%%

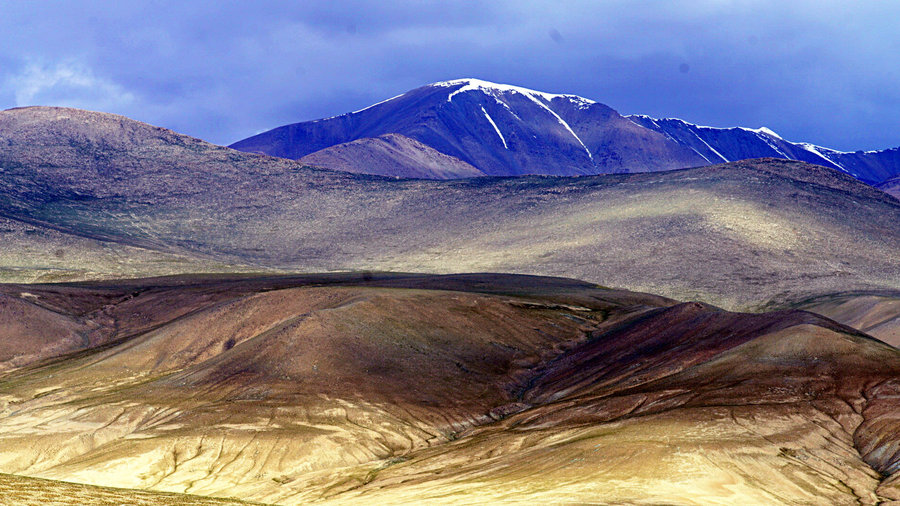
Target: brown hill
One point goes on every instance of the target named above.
(877, 314)
(738, 235)
(891, 187)
(391, 155)
(454, 389)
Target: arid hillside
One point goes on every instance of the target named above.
(447, 389)
(101, 196)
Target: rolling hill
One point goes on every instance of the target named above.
(450, 389)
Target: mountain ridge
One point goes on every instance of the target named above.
(510, 130)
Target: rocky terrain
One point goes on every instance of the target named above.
(508, 130)
(392, 155)
(450, 389)
(891, 186)
(398, 369)
(93, 188)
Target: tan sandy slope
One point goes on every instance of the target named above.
(461, 389)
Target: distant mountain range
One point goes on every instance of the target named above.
(504, 130)
(86, 195)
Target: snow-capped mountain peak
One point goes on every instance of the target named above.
(494, 89)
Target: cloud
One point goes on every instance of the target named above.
(66, 83)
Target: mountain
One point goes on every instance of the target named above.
(508, 130)
(403, 389)
(740, 235)
(718, 145)
(499, 129)
(891, 186)
(391, 155)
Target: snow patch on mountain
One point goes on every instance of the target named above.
(492, 89)
(377, 104)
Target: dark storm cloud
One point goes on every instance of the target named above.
(824, 72)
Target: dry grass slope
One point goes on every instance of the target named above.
(455, 390)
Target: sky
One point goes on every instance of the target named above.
(817, 71)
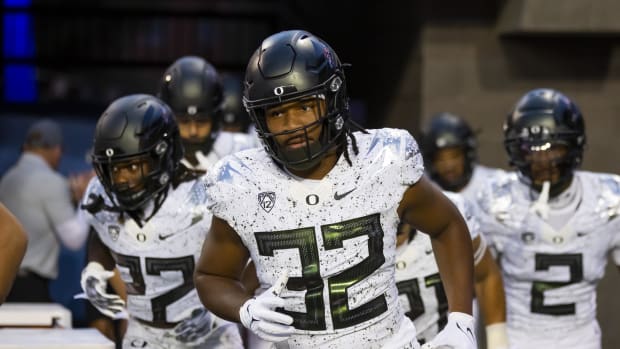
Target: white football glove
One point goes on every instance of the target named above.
(94, 282)
(259, 315)
(497, 338)
(458, 333)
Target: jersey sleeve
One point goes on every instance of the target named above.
(468, 211)
(615, 252)
(412, 164)
(220, 193)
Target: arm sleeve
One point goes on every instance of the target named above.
(412, 164)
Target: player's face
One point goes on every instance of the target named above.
(295, 115)
(544, 161)
(449, 163)
(130, 174)
(194, 130)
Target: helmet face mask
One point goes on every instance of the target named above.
(136, 150)
(545, 139)
(450, 168)
(296, 66)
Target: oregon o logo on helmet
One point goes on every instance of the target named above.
(278, 91)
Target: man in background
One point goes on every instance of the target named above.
(43, 201)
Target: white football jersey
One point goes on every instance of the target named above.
(417, 276)
(225, 143)
(157, 261)
(335, 237)
(550, 274)
(479, 179)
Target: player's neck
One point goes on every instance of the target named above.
(319, 171)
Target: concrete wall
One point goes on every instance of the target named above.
(469, 69)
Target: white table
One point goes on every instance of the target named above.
(53, 338)
(34, 315)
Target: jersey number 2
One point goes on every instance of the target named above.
(304, 240)
(544, 261)
(154, 266)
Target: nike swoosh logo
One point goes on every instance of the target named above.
(195, 220)
(468, 330)
(340, 196)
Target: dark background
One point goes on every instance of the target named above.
(68, 59)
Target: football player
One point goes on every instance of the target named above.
(450, 154)
(319, 207)
(148, 211)
(192, 88)
(553, 226)
(421, 289)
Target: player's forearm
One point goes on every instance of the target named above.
(221, 295)
(490, 292)
(453, 252)
(98, 252)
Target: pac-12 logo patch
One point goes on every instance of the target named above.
(266, 200)
(114, 231)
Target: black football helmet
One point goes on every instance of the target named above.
(234, 114)
(541, 119)
(447, 130)
(292, 66)
(137, 128)
(192, 88)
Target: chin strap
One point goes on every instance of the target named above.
(541, 206)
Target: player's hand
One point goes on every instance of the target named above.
(458, 333)
(194, 329)
(259, 314)
(94, 282)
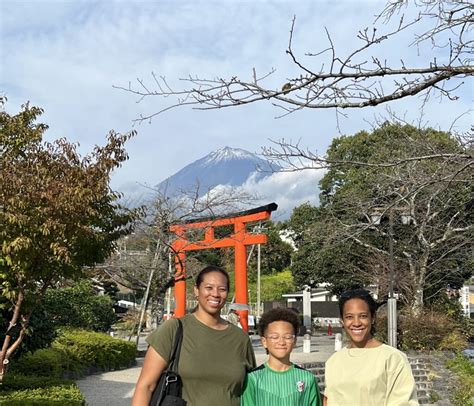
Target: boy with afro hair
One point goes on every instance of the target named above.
(279, 381)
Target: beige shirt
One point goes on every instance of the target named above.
(379, 376)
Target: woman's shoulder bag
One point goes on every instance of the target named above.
(169, 386)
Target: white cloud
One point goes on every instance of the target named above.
(65, 56)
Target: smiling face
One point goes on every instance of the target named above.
(212, 293)
(279, 340)
(357, 321)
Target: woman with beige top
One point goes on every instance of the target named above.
(367, 372)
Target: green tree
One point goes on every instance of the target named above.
(272, 286)
(427, 201)
(57, 214)
(79, 306)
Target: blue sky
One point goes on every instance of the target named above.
(65, 56)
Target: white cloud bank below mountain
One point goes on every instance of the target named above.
(287, 189)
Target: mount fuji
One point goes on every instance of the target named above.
(226, 166)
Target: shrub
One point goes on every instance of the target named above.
(53, 395)
(74, 352)
(79, 306)
(13, 382)
(428, 331)
(51, 362)
(464, 392)
(96, 350)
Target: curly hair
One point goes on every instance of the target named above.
(278, 314)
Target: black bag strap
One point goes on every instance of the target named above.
(174, 360)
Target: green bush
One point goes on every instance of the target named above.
(464, 392)
(79, 306)
(51, 362)
(53, 395)
(428, 331)
(13, 382)
(96, 350)
(74, 352)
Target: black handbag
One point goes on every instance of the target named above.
(169, 386)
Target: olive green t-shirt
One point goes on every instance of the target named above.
(212, 364)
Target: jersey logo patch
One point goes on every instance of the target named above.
(300, 386)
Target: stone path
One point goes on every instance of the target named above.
(116, 387)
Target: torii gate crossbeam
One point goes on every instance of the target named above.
(239, 240)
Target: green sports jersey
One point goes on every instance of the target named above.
(293, 387)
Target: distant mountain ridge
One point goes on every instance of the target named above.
(225, 166)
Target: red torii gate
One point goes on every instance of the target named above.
(239, 240)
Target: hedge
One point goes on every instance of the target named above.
(37, 378)
(53, 395)
(18, 390)
(74, 353)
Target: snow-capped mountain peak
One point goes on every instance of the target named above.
(225, 166)
(228, 153)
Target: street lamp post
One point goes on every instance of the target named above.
(392, 301)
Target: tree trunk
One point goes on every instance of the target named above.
(7, 348)
(419, 283)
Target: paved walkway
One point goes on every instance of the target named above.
(116, 387)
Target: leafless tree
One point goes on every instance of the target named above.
(141, 261)
(357, 79)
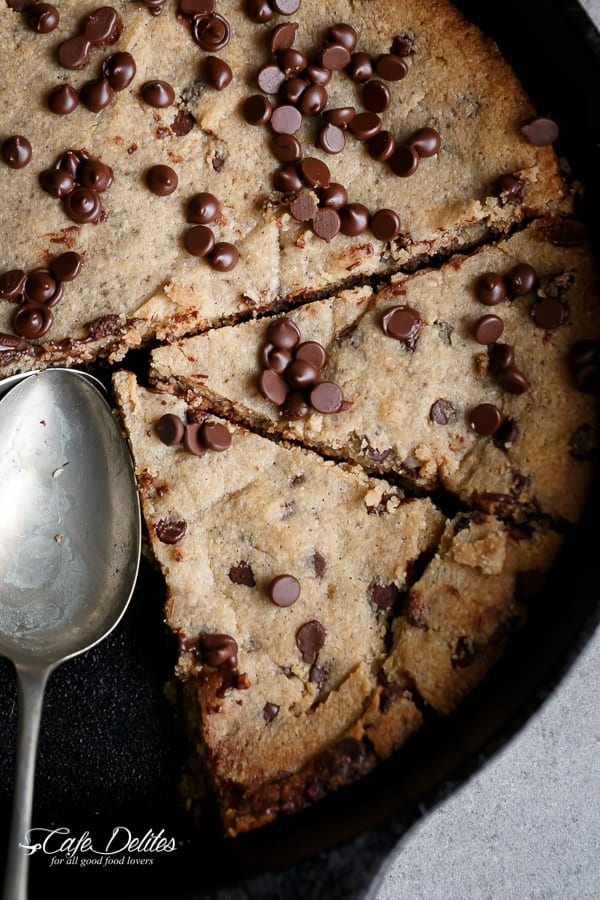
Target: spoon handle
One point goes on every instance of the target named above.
(31, 683)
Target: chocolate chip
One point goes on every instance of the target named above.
(296, 406)
(512, 380)
(95, 174)
(171, 531)
(286, 148)
(485, 419)
(391, 67)
(32, 321)
(242, 574)
(42, 17)
(365, 126)
(169, 429)
(273, 387)
(426, 141)
(12, 284)
(360, 67)
(326, 397)
(158, 94)
(549, 313)
(376, 96)
(224, 257)
(521, 280)
(303, 208)
(404, 324)
(343, 34)
(385, 225)
(284, 590)
(16, 151)
(286, 119)
(488, 329)
(334, 57)
(382, 146)
(74, 53)
(56, 182)
(162, 180)
(216, 436)
(491, 289)
(340, 116)
(310, 638)
(541, 131)
(82, 205)
(354, 219)
(404, 161)
(63, 100)
(211, 33)
(270, 711)
(385, 596)
(443, 412)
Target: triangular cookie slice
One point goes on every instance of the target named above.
(432, 389)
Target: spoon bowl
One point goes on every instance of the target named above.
(70, 539)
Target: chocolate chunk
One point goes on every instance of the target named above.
(158, 94)
(491, 289)
(315, 173)
(284, 590)
(273, 387)
(334, 57)
(42, 17)
(16, 151)
(376, 96)
(488, 329)
(63, 100)
(326, 398)
(443, 412)
(485, 419)
(74, 53)
(224, 257)
(216, 436)
(382, 146)
(82, 205)
(354, 219)
(258, 110)
(242, 574)
(512, 380)
(385, 224)
(171, 531)
(303, 208)
(360, 67)
(549, 313)
(365, 126)
(32, 321)
(310, 638)
(286, 148)
(169, 429)
(270, 711)
(426, 141)
(286, 119)
(404, 161)
(12, 284)
(211, 33)
(385, 596)
(326, 222)
(541, 131)
(162, 180)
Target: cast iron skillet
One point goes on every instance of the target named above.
(111, 751)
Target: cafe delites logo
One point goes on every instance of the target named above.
(121, 848)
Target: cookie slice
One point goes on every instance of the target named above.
(431, 388)
(283, 575)
(138, 278)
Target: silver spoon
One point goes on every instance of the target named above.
(70, 537)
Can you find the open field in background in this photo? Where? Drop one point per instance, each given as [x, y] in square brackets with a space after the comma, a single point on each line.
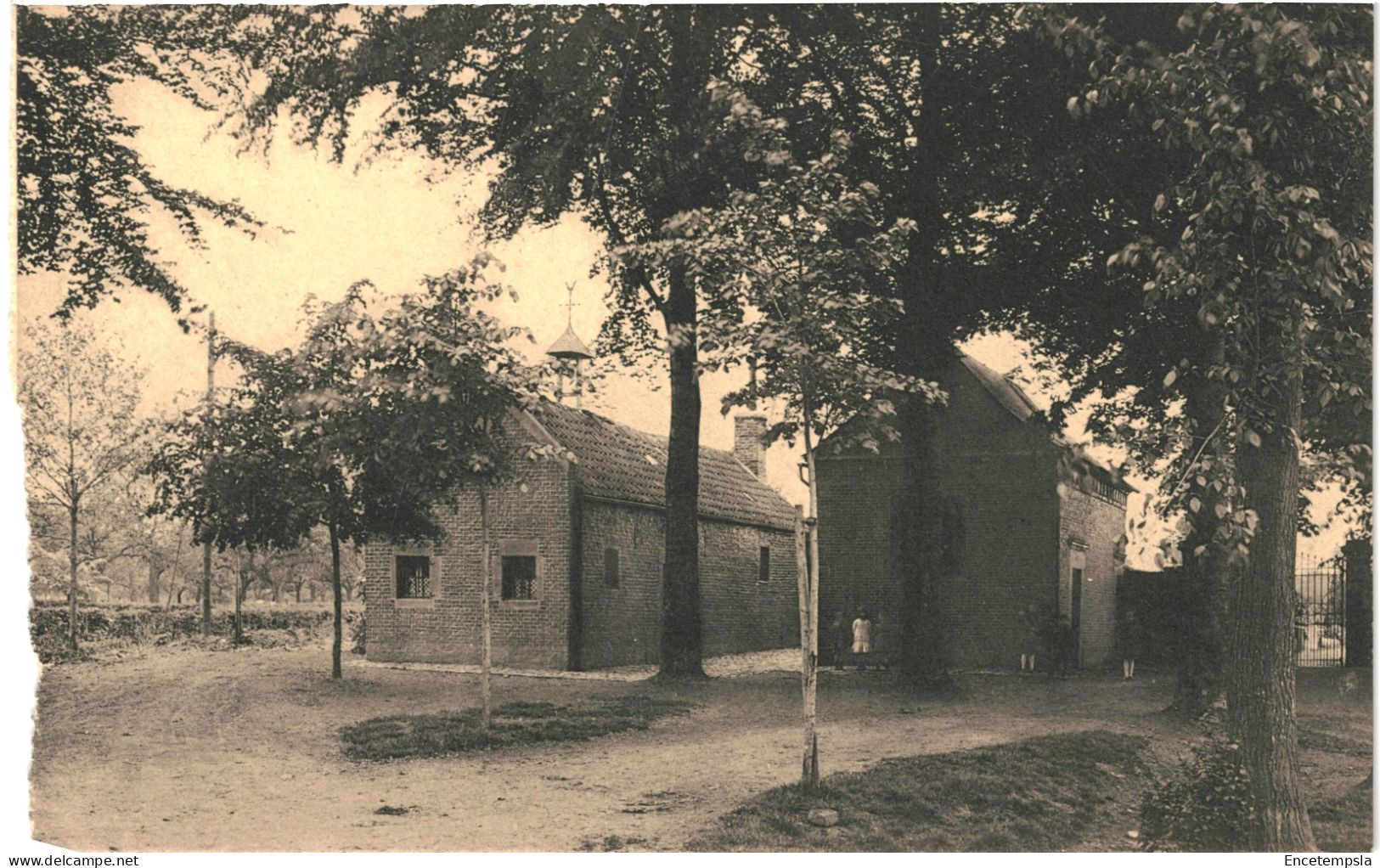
[211, 750]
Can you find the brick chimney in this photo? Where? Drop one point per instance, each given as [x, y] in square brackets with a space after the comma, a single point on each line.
[750, 442]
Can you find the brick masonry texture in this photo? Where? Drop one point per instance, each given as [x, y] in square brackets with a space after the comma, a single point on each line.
[1008, 533]
[577, 621]
[622, 625]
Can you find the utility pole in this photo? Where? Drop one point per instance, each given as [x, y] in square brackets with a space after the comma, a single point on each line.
[206, 547]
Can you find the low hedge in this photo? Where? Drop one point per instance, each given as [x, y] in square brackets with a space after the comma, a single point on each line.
[141, 623]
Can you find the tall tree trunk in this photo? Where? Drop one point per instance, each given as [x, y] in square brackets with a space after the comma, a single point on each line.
[680, 634]
[810, 616]
[206, 547]
[239, 594]
[1199, 617]
[72, 577]
[335, 594]
[1260, 679]
[927, 352]
[486, 616]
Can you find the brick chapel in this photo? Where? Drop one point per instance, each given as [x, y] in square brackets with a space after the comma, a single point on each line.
[578, 550]
[1031, 521]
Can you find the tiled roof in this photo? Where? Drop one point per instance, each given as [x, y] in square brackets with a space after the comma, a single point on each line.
[1011, 397]
[624, 464]
[1006, 392]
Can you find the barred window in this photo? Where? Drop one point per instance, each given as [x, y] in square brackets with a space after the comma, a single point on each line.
[611, 567]
[519, 573]
[413, 574]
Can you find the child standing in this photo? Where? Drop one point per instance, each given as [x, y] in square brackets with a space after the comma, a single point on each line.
[1129, 640]
[1030, 638]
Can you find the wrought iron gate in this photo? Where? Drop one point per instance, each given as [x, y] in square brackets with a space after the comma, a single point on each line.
[1321, 612]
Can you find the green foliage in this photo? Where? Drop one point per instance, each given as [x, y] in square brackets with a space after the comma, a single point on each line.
[798, 278]
[86, 198]
[137, 624]
[1207, 808]
[514, 724]
[1256, 240]
[384, 412]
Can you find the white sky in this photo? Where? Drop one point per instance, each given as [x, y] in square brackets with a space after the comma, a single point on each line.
[335, 224]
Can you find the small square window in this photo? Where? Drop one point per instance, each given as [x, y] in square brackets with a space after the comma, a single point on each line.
[519, 577]
[611, 567]
[413, 574]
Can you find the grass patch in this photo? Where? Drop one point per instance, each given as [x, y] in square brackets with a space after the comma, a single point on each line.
[514, 724]
[1041, 794]
[1342, 824]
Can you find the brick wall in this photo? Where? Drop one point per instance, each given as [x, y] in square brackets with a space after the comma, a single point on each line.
[446, 628]
[1088, 519]
[997, 481]
[622, 624]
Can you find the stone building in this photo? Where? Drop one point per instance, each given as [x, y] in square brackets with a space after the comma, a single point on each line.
[1028, 521]
[577, 555]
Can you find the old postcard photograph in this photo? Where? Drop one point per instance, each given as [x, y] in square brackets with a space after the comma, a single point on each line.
[690, 428]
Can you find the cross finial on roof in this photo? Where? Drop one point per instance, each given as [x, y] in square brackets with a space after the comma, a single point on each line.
[570, 302]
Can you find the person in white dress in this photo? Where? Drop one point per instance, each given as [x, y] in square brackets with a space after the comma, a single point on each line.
[861, 635]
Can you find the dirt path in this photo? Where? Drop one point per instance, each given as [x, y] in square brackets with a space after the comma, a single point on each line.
[239, 751]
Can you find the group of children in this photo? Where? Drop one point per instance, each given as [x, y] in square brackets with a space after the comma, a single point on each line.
[1057, 640]
[1045, 636]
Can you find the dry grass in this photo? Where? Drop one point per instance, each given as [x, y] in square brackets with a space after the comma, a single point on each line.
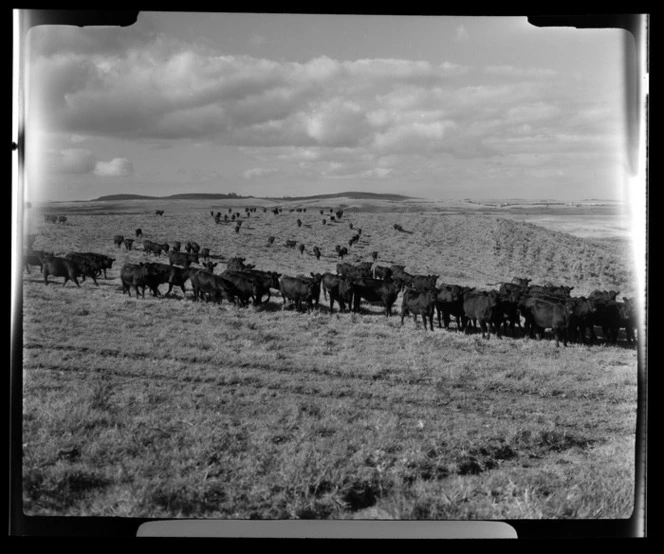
[166, 408]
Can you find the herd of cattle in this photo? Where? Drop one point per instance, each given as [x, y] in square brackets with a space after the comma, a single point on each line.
[496, 311]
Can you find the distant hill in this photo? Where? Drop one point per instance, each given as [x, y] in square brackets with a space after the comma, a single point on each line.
[217, 196]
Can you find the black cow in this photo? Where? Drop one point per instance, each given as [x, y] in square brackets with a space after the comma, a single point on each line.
[419, 303]
[381, 272]
[182, 258]
[401, 278]
[152, 247]
[136, 276]
[105, 262]
[449, 303]
[35, 257]
[546, 314]
[158, 274]
[627, 313]
[580, 319]
[340, 290]
[192, 247]
[248, 286]
[482, 307]
[297, 290]
[61, 267]
[375, 290]
[216, 287]
[606, 315]
[521, 281]
[87, 266]
[424, 282]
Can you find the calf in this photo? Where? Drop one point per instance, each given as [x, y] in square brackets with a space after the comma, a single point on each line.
[482, 307]
[297, 290]
[547, 314]
[61, 267]
[375, 290]
[182, 258]
[340, 290]
[419, 303]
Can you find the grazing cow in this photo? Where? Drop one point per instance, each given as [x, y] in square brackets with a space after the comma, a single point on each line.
[521, 281]
[315, 279]
[580, 319]
[627, 316]
[424, 282]
[546, 314]
[481, 307]
[35, 257]
[105, 262]
[132, 275]
[216, 287]
[340, 290]
[159, 274]
[375, 290]
[297, 290]
[152, 247]
[606, 315]
[236, 264]
[248, 286]
[381, 272]
[449, 303]
[87, 266]
[401, 277]
[182, 258]
[61, 267]
[419, 303]
[268, 279]
[192, 247]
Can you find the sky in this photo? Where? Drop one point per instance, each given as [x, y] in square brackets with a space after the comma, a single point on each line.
[436, 107]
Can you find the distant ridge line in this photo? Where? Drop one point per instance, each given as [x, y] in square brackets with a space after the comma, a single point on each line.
[219, 196]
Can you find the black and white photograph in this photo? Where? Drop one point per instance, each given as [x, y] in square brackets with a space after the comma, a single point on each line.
[299, 267]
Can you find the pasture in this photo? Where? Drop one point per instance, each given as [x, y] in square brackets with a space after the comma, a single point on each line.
[163, 407]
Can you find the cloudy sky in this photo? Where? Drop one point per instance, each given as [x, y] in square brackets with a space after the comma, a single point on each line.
[273, 105]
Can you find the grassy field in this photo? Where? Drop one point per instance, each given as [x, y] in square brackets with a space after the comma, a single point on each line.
[162, 407]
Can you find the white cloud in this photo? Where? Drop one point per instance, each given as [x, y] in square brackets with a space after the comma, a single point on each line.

%%

> _WHAT YOU ARE ASKED TO DO_: Every line with "cookie" in it should be copied from the entries.

> _TASK SOLUTION_:
Target: triangular cookie slice
Target: cookie slice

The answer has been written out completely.